◆ **What is being asked**
Please reproduce the data exactly, excluding any pictures it contains.

[Data entries]
------------------------------------------------------------

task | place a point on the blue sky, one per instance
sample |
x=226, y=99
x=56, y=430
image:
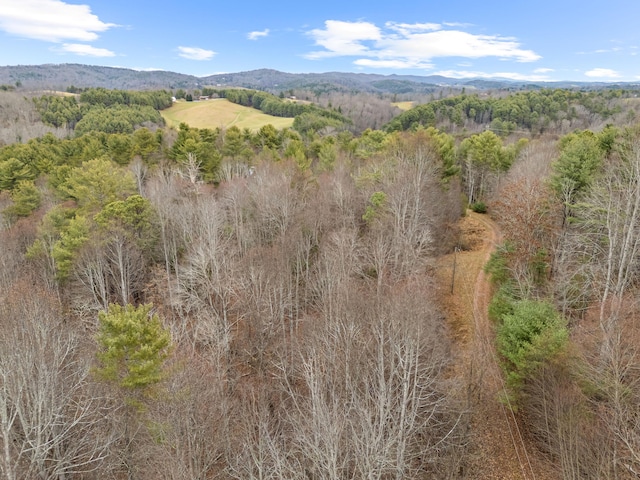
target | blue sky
x=540, y=41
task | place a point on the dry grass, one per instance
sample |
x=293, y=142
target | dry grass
x=499, y=447
x=220, y=113
x=403, y=105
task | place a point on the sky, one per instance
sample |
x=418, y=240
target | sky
x=560, y=40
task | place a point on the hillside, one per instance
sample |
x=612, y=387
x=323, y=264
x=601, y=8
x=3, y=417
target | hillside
x=220, y=113
x=61, y=76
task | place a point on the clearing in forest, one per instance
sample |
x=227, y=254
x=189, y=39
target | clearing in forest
x=500, y=448
x=220, y=113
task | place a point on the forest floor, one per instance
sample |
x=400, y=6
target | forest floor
x=499, y=448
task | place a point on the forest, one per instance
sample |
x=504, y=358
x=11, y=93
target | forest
x=233, y=304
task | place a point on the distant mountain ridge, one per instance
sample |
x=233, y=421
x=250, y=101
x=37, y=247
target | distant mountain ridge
x=62, y=76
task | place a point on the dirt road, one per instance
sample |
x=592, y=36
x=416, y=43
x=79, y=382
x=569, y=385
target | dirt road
x=500, y=449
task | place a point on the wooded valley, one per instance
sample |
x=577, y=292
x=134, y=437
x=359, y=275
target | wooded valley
x=234, y=304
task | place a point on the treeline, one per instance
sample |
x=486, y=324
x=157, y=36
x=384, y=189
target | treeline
x=99, y=109
x=280, y=107
x=225, y=303
x=535, y=111
x=281, y=322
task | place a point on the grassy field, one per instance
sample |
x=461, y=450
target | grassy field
x=220, y=113
x=403, y=105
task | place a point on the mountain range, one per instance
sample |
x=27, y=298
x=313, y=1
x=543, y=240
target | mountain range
x=62, y=76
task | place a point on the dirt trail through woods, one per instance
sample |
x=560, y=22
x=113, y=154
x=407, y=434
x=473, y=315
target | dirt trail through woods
x=500, y=448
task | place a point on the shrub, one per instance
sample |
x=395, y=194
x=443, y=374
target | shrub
x=479, y=207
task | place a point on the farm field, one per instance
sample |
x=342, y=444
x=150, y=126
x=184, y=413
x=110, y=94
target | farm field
x=220, y=113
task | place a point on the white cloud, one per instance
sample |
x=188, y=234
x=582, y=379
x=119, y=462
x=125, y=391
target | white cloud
x=86, y=50
x=195, y=53
x=462, y=74
x=258, y=34
x=50, y=20
x=343, y=38
x=602, y=73
x=410, y=44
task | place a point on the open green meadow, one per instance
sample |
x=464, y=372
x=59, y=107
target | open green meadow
x=220, y=113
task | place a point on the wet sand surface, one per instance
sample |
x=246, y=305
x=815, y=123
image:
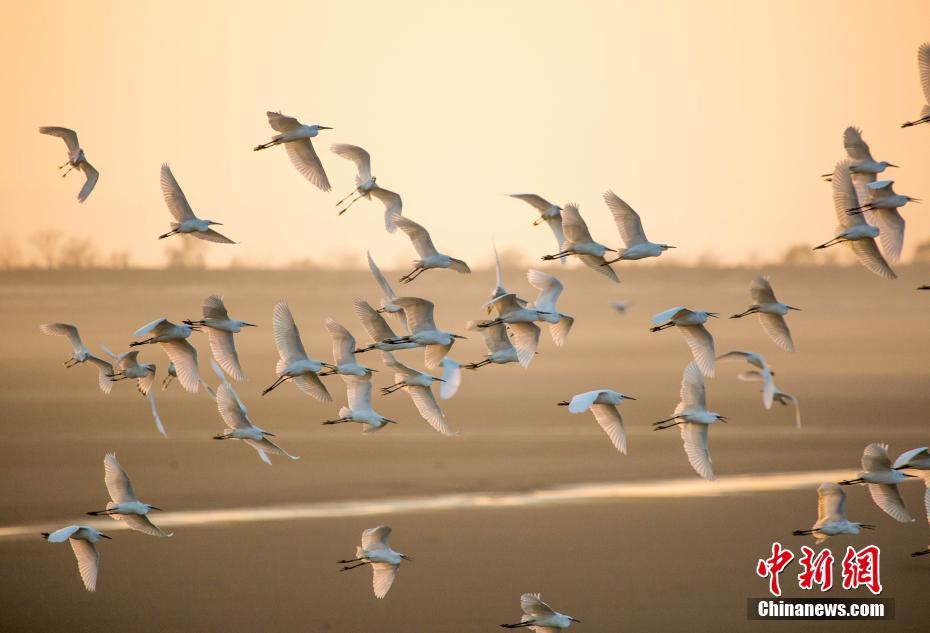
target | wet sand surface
x=671, y=564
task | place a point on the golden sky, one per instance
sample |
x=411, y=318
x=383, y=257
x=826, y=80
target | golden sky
x=712, y=119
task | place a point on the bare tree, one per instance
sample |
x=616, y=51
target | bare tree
x=77, y=254
x=46, y=243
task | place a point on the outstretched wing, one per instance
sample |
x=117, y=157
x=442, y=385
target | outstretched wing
x=627, y=220
x=357, y=155
x=174, y=197
x=694, y=438
x=305, y=160
x=117, y=481
x=70, y=136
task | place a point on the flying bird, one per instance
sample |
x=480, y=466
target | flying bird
x=376, y=551
x=550, y=289
x=76, y=159
x=186, y=222
x=549, y=213
x=377, y=328
x=124, y=505
x=604, y=404
x=359, y=410
x=779, y=396
x=882, y=481
x=83, y=541
x=771, y=313
x=220, y=330
x=295, y=137
x=366, y=185
x=883, y=208
x=500, y=348
x=917, y=459
x=578, y=241
x=691, y=325
x=539, y=616
x=831, y=515
x=388, y=294
x=757, y=361
x=173, y=340
x=429, y=256
x=344, y=352
x=294, y=364
x=923, y=66
x=240, y=427
x=692, y=416
x=631, y=230
x=128, y=367
x=418, y=385
x=852, y=228
x=862, y=166
x=423, y=330
x=80, y=353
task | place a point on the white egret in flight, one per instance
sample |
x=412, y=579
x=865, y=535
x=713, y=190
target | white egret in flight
x=173, y=340
x=124, y=505
x=549, y=213
x=76, y=159
x=578, y=241
x=360, y=410
x=771, y=313
x=852, y=228
x=630, y=226
x=779, y=396
x=831, y=515
x=917, y=459
x=550, y=289
x=376, y=551
x=83, y=541
x=604, y=404
x=220, y=329
x=186, y=222
x=418, y=385
x=429, y=256
x=423, y=330
x=128, y=367
x=883, y=208
x=691, y=325
x=295, y=137
x=923, y=66
x=882, y=480
x=500, y=348
x=80, y=353
x=294, y=364
x=757, y=361
x=240, y=427
x=539, y=616
x=366, y=185
x=692, y=416
x=378, y=329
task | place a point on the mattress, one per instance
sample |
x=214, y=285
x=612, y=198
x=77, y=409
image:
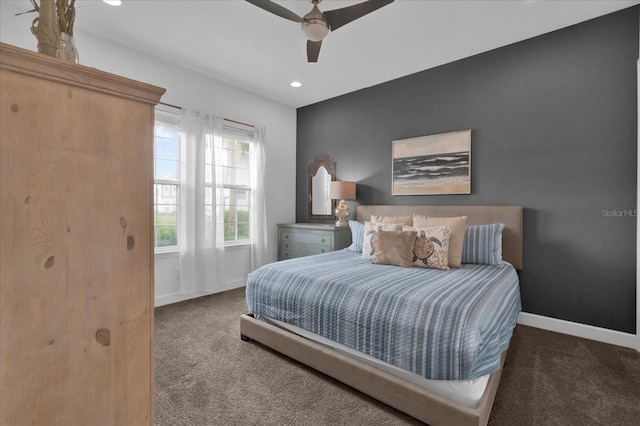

------------------------------------------------------------

◆ **Completed task**
task | place a point on the blue sky, one per instance
sample |
x=226, y=99
x=56, y=430
image:
target | blue sky
x=540, y=41
task | place a point on the dry grass, one per instance
sample |
x=293, y=142
target | dry grass
x=499, y=447
x=220, y=113
x=403, y=105
task | place a point on the sky, one per instance
sample |
x=418, y=240
target | sky
x=560, y=40
task | place a point on the hillside, one per instance
sample |
x=612, y=387
x=323, y=264
x=601, y=8
x=3, y=417
target | hillside
x=220, y=113
x=61, y=76
task | place a point on the clearing in forest, one per instance
sample |
x=227, y=254
x=189, y=39
target | clearing in forest
x=500, y=448
x=220, y=113
task | place a point on the forest floor, one per instance
sample |
x=400, y=6
target | forest floor
x=499, y=448
task | place a point on the forest, one per instance
sample |
x=504, y=358
x=11, y=93
target | forest
x=233, y=304
task | place a point on the distant mountain ridge, one per instance
sample |
x=233, y=421
x=250, y=101
x=37, y=247
target | distant mountain ridge
x=62, y=76
task | place a point on the dirt road, one per instance
sample |
x=592, y=36
x=416, y=43
x=79, y=382
x=569, y=385
target | dirt road
x=500, y=449
task | place a point on the wooded valley, one per instance
sample |
x=577, y=292
x=134, y=437
x=359, y=275
target | wooded valley
x=234, y=304
task | place a point on the treeline, one per instance
sample |
x=486, y=324
x=157, y=36
x=384, y=189
target | treeline
x=99, y=109
x=280, y=107
x=225, y=303
x=535, y=111
x=281, y=322
task | place a point on the grassy field, one per instance
sample |
x=461, y=450
target | grassy field
x=220, y=113
x=403, y=105
task | place a point on the mountain range, one per instance
sample |
x=27, y=298
x=313, y=1
x=543, y=240
target | mountain range
x=62, y=76
task | place a point on the dirt trail through woods, one per instance
sample |
x=560, y=22
x=113, y=154
x=407, y=434
x=473, y=315
target | dirt trail through woods
x=500, y=448
task | place a point on the shrub, one per instance
sample |
x=395, y=194
x=443, y=374
target | shrub
x=479, y=207
task | place a point on the farm field, one per instance
sample |
x=342, y=444
x=150, y=126
x=184, y=413
x=110, y=94
target | farm field
x=220, y=113
task | place a point on the white cloud, one per instance
sample |
x=188, y=234
x=582, y=379
x=119, y=462
x=125, y=391
target | white cloud
x=86, y=50
x=195, y=53
x=462, y=74
x=258, y=34
x=50, y=20
x=343, y=38
x=602, y=73
x=410, y=44
task | place a point on the open green meadow, one per instance
sample |
x=464, y=372
x=59, y=107
target | open green meadow
x=220, y=113
task | place a point on the wet sand surface, one per instance
sample |
x=246, y=305
x=815, y=123
image:
target | wet sand surface
x=671, y=564
task | place a point on the golden sky, one per instance
sample |
x=411, y=318
x=383, y=257
x=826, y=80
target | golden sky
x=712, y=119
task | place a point on the bare tree, one per instance
sample |
x=616, y=51
target | bare tree
x=77, y=254
x=46, y=243
task | place a point on the outstretched wing, one per instance
sample |
x=117, y=157
x=442, y=385
target | outstretched wing
x=627, y=220
x=357, y=155
x=174, y=197
x=694, y=438
x=305, y=160
x=117, y=481
x=70, y=136
task | place a point on the flying bird, one per instance
sample |
x=480, y=466
target | flying bird
x=376, y=551
x=550, y=289
x=76, y=159
x=186, y=222
x=549, y=213
x=377, y=328
x=124, y=505
x=604, y=404
x=359, y=410
x=779, y=396
x=882, y=481
x=83, y=541
x=771, y=313
x=220, y=330
x=295, y=137
x=366, y=185
x=883, y=208
x=500, y=348
x=917, y=459
x=578, y=241
x=691, y=325
x=539, y=616
x=831, y=515
x=388, y=294
x=757, y=361
x=173, y=340
x=429, y=256
x=344, y=352
x=294, y=364
x=923, y=66
x=240, y=427
x=692, y=416
x=631, y=230
x=128, y=367
x=418, y=385
x=852, y=228
x=862, y=166
x=423, y=330
x=80, y=353
task | place a point on the white egret in flight, one per instance
sample |
x=412, y=579
x=865, y=535
x=713, y=190
target | white egret in flight
x=173, y=340
x=124, y=505
x=549, y=213
x=76, y=159
x=578, y=241
x=360, y=410
x=771, y=313
x=852, y=228
x=630, y=226
x=779, y=396
x=831, y=515
x=917, y=459
x=550, y=289
x=376, y=551
x=83, y=541
x=604, y=404
x=220, y=329
x=186, y=222
x=418, y=385
x=429, y=256
x=423, y=330
x=128, y=367
x=883, y=208
x=691, y=325
x=295, y=137
x=923, y=66
x=882, y=480
x=500, y=348
x=80, y=353
x=294, y=364
x=757, y=361
x=240, y=427
x=539, y=616
x=366, y=185
x=692, y=416
x=378, y=329
task | place a point on the mattress, one per instance
sample |
x=214, y=285
x=612, y=198
x=77, y=409
image:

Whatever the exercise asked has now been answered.